» WHAT THE EXERCISE ASKS
Carry on the passage about NTFS dynamic partitioning, picking up directly after its final sentence.
-- EXCERPT TO READ start --
The only limitation imposed by the defragmentation implementation in NTFS is that paging
files and NTFS log files cannot be defragmented.
Dynamic Partitioning
The NTFS driver allows users to dynamically resize any partition, including the system
partition, either shrinking or expanding it (if enough space is available). Expanding a partition is
easy if enough space exists on the disk and is performed through the
FSCTL_EXPAND_VOLUME file system control code. Shrinking a partition is a more
complicated process, because it requires moving any file system data that is currently in the area
to be thrown away to the region that will still remain after the shrinking process (a mechanism
similar to defragmentation). Shrinking is implemented by two components: the shrinking engine
and the file system driver.
-- EXCERPT TO READ end --
-- SOURCE MATERIAL start --
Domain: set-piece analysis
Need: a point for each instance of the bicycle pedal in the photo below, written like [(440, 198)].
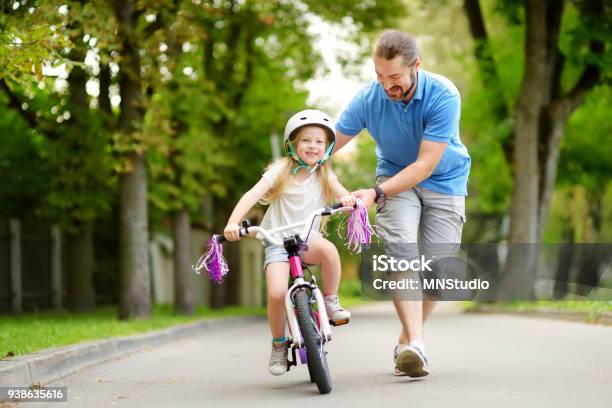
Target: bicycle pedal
[(339, 322)]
-- SOURCE MATERIAL end --
» REPLY TO THE TASK
The shrinking engine is implemented in user mode. It communicates with NTFS to determine
the maximum number of reclaimable bytes—that is, how much data can be moved from the region
that will be resized into the region that will remain. The shrinking engine uses the standard
defragmentation mechanism shown earlier, which doesn’t support relocating page file fragments
that are in use or any other files that have been marked as unmovable with the
FSCTL_MARK_HANDLE file system control code (like the hibernation file). The master file
table backup and other NTFS metadata files (described later), including the change journal, also
cannot be moved, which limits the minimum size of the shrunk volume and causes wasted space.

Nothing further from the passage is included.